STORED RECORDS:
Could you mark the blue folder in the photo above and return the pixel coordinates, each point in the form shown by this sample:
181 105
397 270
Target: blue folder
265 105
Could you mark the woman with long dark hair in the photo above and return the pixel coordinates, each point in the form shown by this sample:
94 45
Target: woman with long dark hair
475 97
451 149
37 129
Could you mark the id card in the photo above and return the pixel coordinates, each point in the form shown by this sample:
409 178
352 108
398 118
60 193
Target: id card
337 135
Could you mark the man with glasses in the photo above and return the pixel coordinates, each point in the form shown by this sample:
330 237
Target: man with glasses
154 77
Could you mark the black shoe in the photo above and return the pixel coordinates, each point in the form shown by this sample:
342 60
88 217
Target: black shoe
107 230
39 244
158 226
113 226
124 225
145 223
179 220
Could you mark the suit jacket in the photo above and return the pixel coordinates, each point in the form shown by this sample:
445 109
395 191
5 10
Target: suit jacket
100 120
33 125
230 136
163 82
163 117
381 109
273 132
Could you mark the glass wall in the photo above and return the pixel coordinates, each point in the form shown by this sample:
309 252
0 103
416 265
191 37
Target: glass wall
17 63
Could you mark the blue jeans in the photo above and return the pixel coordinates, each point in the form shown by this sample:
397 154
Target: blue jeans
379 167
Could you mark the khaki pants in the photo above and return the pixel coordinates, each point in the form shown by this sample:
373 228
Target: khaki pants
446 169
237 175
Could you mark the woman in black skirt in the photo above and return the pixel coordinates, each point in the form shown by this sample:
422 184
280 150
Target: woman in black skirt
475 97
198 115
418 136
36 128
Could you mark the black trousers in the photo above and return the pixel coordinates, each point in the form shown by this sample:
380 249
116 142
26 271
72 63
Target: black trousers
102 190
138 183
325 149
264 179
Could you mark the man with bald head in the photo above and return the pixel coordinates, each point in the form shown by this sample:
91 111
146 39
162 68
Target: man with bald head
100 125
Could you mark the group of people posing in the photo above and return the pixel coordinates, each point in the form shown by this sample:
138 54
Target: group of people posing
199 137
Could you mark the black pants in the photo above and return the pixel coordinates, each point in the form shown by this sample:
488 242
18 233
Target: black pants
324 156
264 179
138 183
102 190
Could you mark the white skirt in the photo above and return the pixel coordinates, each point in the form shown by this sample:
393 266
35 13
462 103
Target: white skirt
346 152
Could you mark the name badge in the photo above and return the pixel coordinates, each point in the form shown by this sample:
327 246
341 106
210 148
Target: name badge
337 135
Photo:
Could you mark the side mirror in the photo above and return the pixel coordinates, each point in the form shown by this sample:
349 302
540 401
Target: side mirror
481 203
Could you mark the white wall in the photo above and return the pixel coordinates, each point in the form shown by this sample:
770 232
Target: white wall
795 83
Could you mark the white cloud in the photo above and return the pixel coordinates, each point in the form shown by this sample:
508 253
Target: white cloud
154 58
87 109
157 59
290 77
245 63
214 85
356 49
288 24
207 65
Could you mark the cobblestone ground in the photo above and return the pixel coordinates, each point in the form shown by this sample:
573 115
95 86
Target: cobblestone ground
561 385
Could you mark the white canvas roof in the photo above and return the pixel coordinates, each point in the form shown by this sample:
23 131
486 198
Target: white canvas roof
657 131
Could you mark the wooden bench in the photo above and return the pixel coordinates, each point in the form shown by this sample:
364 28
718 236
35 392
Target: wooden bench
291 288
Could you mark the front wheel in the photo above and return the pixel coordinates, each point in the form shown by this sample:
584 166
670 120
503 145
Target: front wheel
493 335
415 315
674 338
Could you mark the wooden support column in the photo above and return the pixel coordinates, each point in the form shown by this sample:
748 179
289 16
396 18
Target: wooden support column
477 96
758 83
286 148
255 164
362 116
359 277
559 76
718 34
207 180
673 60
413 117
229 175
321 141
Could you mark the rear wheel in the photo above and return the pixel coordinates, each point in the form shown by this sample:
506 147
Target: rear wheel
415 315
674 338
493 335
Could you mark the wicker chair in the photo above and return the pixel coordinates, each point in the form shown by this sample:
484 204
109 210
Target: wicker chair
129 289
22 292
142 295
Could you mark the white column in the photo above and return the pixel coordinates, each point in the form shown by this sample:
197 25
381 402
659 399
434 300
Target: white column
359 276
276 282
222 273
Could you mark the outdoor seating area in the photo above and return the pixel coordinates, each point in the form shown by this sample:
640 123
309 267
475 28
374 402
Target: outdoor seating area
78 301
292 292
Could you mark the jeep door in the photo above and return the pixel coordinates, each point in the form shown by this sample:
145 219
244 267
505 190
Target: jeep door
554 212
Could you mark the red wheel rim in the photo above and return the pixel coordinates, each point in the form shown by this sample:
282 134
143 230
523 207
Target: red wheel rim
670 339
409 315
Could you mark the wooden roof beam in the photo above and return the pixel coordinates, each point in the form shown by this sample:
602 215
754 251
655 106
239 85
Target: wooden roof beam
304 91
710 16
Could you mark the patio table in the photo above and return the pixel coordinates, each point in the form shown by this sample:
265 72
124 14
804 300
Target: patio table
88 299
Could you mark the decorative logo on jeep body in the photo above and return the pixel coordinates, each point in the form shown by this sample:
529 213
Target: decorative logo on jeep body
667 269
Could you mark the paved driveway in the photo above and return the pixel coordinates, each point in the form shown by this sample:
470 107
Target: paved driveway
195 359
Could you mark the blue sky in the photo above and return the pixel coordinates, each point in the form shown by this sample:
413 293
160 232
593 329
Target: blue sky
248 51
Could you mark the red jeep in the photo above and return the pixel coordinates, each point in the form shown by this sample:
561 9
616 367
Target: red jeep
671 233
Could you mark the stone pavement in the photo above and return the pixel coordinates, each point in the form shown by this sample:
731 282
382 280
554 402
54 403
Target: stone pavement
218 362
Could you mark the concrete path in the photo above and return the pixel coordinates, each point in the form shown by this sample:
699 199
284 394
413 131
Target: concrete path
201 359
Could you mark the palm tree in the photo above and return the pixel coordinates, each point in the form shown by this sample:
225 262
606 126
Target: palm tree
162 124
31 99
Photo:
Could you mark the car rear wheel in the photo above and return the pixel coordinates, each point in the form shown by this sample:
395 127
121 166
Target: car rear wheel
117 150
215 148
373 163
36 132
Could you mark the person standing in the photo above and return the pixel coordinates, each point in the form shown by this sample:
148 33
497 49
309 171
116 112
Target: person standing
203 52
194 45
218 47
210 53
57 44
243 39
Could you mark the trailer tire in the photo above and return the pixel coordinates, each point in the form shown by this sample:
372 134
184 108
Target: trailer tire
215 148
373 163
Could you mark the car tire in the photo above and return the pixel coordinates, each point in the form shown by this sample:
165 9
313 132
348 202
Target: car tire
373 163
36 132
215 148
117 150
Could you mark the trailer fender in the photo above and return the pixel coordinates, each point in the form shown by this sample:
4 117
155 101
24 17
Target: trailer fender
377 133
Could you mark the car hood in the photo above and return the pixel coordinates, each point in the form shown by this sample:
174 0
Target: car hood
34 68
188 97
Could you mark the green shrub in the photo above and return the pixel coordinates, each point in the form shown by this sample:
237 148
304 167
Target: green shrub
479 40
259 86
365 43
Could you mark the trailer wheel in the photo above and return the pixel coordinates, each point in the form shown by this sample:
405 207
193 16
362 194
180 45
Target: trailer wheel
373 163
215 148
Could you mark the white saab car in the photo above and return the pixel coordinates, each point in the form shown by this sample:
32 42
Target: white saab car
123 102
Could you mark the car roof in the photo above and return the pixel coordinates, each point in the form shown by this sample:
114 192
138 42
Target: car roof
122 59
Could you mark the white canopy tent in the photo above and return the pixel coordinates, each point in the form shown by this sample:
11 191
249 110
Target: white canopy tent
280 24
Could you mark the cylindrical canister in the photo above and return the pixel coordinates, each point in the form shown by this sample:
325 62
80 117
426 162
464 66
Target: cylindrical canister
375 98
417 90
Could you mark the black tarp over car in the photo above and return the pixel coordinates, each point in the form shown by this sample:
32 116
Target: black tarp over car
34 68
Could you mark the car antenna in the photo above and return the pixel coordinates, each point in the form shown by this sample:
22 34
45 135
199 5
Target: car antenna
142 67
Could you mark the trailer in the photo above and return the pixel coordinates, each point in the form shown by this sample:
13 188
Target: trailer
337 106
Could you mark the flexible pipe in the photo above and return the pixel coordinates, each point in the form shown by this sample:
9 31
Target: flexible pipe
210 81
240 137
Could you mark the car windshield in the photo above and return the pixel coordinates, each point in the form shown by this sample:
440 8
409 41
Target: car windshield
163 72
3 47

INSTRUCTIONS FOR THE TASK:
Update everything from the line containing "Could you mark the car roof" down to the end of the data, replacing "trailer" with "cargo trailer" and leaving the rest unchanged.

COMPLETE RESPONSE:
Could you mark the car roof in the photo above and return the pixel coordinates, each point in the form shown by this sample:
114 192
138 42
Target: car roof
122 59
Could you mark the white canopy tent in the photo above and return the pixel coordinates, each point in the form shown by this sample:
11 191
249 110
Target: white canopy tent
280 24
Could you mark the cylindrical canister in the photo above and return the pixel coordinates, each point in the form shown by this sample:
325 62
80 117
426 162
464 66
Target: cylindrical canister
375 98
417 90
Could you mark the black tarp over car in the photo above and return the pixel coordinates, each point in the form shown by this sample:
32 116
Target: black tarp over car
34 68
Could you mark the car antenna in the photo above and return the pixel coordinates, each point in the form shown by this sample:
22 34
45 135
199 5
Target: car antenna
142 67
Could you mark the cargo trailer in the photo above and return the pixel coordinates, each point in the form shown by this sample:
13 188
Target: cargo trailer
337 106
Could you mark the flexible pipe in the photo above and return the pixel coordinates, each point in the form shown by this sample:
9 31
Target: flexible pipe
210 81
240 137
Could you mark the car windshield in the photo above and return the pixel coordinates, each point in the form shown by this sample:
440 8
409 41
Target: car windshield
163 72
3 47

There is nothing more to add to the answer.